### Action item
Please transcribe every entry below exactly, without including the pictures.
==== Task inputs
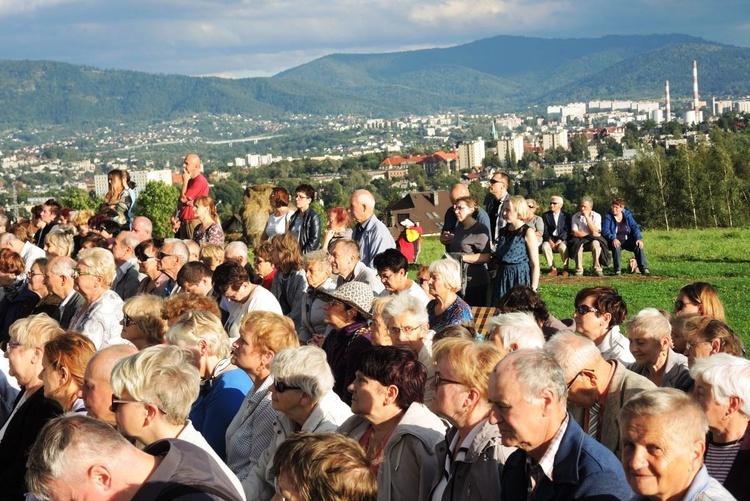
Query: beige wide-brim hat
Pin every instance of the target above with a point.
(357, 295)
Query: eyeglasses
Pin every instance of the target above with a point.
(582, 309)
(406, 330)
(440, 381)
(281, 386)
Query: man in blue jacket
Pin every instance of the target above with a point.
(555, 459)
(622, 232)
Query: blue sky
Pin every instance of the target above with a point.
(241, 38)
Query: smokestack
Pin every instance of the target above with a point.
(696, 103)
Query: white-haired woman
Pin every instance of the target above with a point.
(722, 389)
(649, 333)
(100, 315)
(152, 392)
(447, 308)
(223, 385)
(302, 394)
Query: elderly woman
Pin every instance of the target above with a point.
(152, 392)
(650, 339)
(318, 272)
(701, 298)
(598, 313)
(323, 467)
(338, 227)
(722, 389)
(154, 281)
(142, 322)
(471, 240)
(347, 310)
(471, 457)
(409, 330)
(447, 308)
(59, 242)
(223, 385)
(64, 362)
(302, 394)
(100, 316)
(391, 423)
(289, 283)
(31, 409)
(262, 336)
(305, 222)
(705, 336)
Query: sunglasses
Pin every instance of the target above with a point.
(281, 387)
(583, 309)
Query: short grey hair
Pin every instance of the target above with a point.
(450, 271)
(728, 376)
(652, 323)
(305, 367)
(161, 375)
(535, 371)
(518, 328)
(681, 412)
(574, 353)
(403, 302)
(66, 446)
(195, 326)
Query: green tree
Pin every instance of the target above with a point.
(157, 201)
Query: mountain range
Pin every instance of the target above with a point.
(502, 73)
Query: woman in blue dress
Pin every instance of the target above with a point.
(517, 251)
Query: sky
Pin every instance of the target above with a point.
(248, 38)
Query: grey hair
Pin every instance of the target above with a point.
(574, 353)
(161, 375)
(651, 323)
(681, 412)
(450, 270)
(66, 445)
(518, 328)
(728, 376)
(403, 302)
(535, 371)
(305, 367)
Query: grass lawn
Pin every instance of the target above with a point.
(675, 258)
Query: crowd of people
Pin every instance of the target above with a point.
(143, 368)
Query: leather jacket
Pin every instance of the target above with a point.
(306, 225)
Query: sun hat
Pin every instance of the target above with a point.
(357, 295)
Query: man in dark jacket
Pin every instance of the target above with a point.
(528, 393)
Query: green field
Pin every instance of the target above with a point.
(676, 258)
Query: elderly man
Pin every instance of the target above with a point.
(346, 264)
(392, 269)
(498, 194)
(127, 277)
(142, 226)
(663, 433)
(514, 331)
(449, 221)
(371, 234)
(60, 282)
(78, 457)
(556, 460)
(96, 390)
(597, 388)
(556, 232)
(170, 259)
(586, 228)
(194, 185)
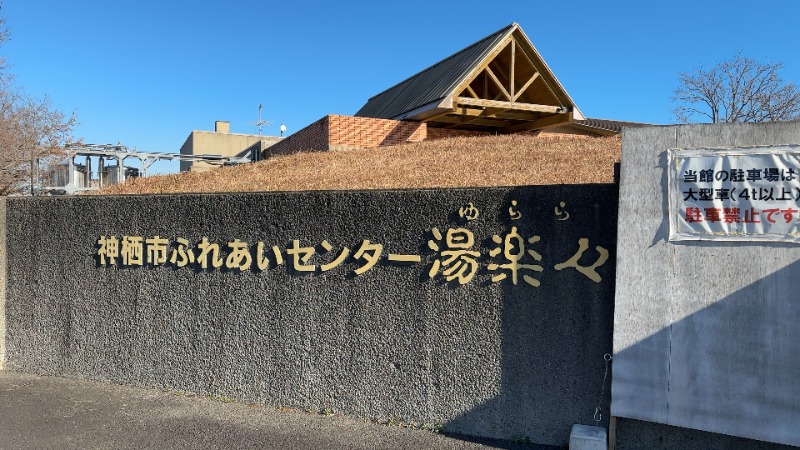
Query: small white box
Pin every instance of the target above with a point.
(586, 437)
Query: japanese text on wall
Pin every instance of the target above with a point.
(735, 194)
(450, 254)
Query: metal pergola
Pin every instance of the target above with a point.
(121, 153)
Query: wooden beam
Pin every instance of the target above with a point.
(498, 114)
(526, 86)
(436, 117)
(512, 97)
(499, 84)
(484, 121)
(541, 124)
(511, 106)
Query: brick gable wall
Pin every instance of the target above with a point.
(335, 132)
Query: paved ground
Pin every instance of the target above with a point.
(57, 413)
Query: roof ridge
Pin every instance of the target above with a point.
(442, 61)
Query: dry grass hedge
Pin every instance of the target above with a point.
(503, 160)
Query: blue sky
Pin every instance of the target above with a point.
(146, 73)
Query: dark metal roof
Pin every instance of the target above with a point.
(432, 84)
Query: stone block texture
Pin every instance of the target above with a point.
(491, 357)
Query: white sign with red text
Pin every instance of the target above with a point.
(736, 194)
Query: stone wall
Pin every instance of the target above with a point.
(380, 304)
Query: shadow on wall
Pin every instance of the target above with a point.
(731, 367)
(553, 336)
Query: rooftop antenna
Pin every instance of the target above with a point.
(260, 123)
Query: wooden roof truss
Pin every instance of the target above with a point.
(511, 90)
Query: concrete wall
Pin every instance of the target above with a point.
(487, 357)
(706, 334)
(218, 143)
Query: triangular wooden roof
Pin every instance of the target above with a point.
(499, 84)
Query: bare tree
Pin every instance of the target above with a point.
(736, 90)
(31, 130)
========
### Response area
Query: beige wide-brim hat
Pin every instance of the target above with a point.
(357, 295)
Query: eyeglasses
Pin every instance of the target above with a point.
(582, 309)
(406, 330)
(440, 381)
(281, 386)
Query: man in blue jacket
Pin every instance of the target above with a point.
(555, 459)
(622, 232)
Query: blue sky
Pin every instance of the target above with a point.
(241, 38)
Query: smokestack
Pin every instance of the target above with a point.
(696, 103)
Query: white-haired woman
Pin every instance of the target above with a point.
(722, 389)
(649, 333)
(100, 315)
(152, 392)
(447, 308)
(223, 385)
(302, 394)
Query: elderly woman
Pin every instance of the target above with a point.
(152, 392)
(650, 339)
(318, 272)
(701, 298)
(598, 313)
(323, 467)
(338, 227)
(722, 389)
(154, 281)
(142, 322)
(471, 240)
(347, 310)
(471, 457)
(409, 330)
(447, 308)
(59, 242)
(223, 385)
(64, 362)
(302, 394)
(100, 316)
(391, 423)
(289, 283)
(31, 409)
(262, 336)
(305, 222)
(705, 336)
Query: sunglasses
Pin every instance of the target above with a point.
(281, 387)
(583, 309)
Query: short grey hair
Pin every instance of the target above with a point.
(450, 271)
(728, 376)
(652, 323)
(305, 367)
(161, 375)
(535, 371)
(518, 328)
(681, 412)
(574, 353)
(403, 302)
(66, 446)
(195, 326)
Query: green tree
Pin every instance of the target above with a point.
(157, 201)
Query: mountain range
Pin every instance of the target above with a point.
(502, 73)
Query: woman in blue dress
Pin every instance of the target above with a point.
(517, 251)
Query: sky
Pin every instance of the target above with a point.
(248, 38)
Query: grey hair
Pin every instance of the target above with a point.
(574, 353)
(161, 375)
(651, 323)
(681, 412)
(450, 270)
(66, 445)
(518, 328)
(728, 376)
(403, 302)
(535, 371)
(305, 367)
Query: grass lawn
Pin every instance of the target above with a point.
(675, 258)
Query: crowd of people
Pin every instance of the target above with a point.
(143, 368)
Query: leather jacket
Pin every instance of the target above with a point.
(306, 225)
Query: sun hat
Pin every instance of the target above with a point.
(357, 295)
Query: man in dark jacket
Pin every instance of the target above with a point.
(528, 393)
Query: green field
Pin every instance of the target above with a point.
(676, 258)
Query: elderly man
Pin every instance of the target above with a point.
(346, 264)
(392, 269)
(498, 194)
(127, 277)
(142, 226)
(663, 433)
(514, 331)
(449, 221)
(371, 234)
(60, 282)
(78, 457)
(556, 460)
(96, 390)
(597, 388)
(556, 232)
(170, 259)
(586, 228)
(194, 185)
Query: small white box
Pin every instance of the target above with a point.
(586, 437)
Query: japanese text on wall
Pin every instance of the target above with a point.
(735, 194)
(450, 254)
Query: metal pergola
Pin every instance of the target above with a point.
(121, 153)
Query: wooden beam
Pin every instance of the target above with a point.
(498, 114)
(526, 86)
(436, 117)
(512, 97)
(499, 84)
(484, 121)
(541, 124)
(511, 106)
Query: brick gable wall
Pin every instance of the target above with a point.
(335, 132)
Query: paved ground
Pin every instance of the target above with a point.
(57, 413)
Query: roof ridge
Pin every instance of the target above with a point.
(442, 61)
Query: dry grass hedge
Pin every instance of the target above with a point.
(503, 160)
Query: blue sky
Pin every instance of the target above with a point.
(146, 73)
Query: dark metal roof
Pin every instance of the target above with a point.
(432, 84)
Query: stone block texture
Pin every instance of the target above with a point.
(491, 357)
Query: white sign with red text
Pin every instance of the target above with a point.
(736, 194)
Query: stone wall
Pin every instance of the target above with a point.
(380, 304)
Query: shadow on wall
Pin every instance of the target above with a point.
(731, 367)
(553, 336)
Query: rooftop antenna
Pin every instance of the target above with a point.
(260, 123)
Query: wooden roof truss
Pin every instance of the target above with a point.
(511, 90)
Query: concrete wall
Pin every instance of the target above with a point.
(487, 357)
(706, 334)
(218, 143)
Query: triangular wooden roof
Pin every instance of the target above with a point.
(499, 84)
Query: bare tree
Pin every instance of the target above with a point.
(736, 90)
(31, 130)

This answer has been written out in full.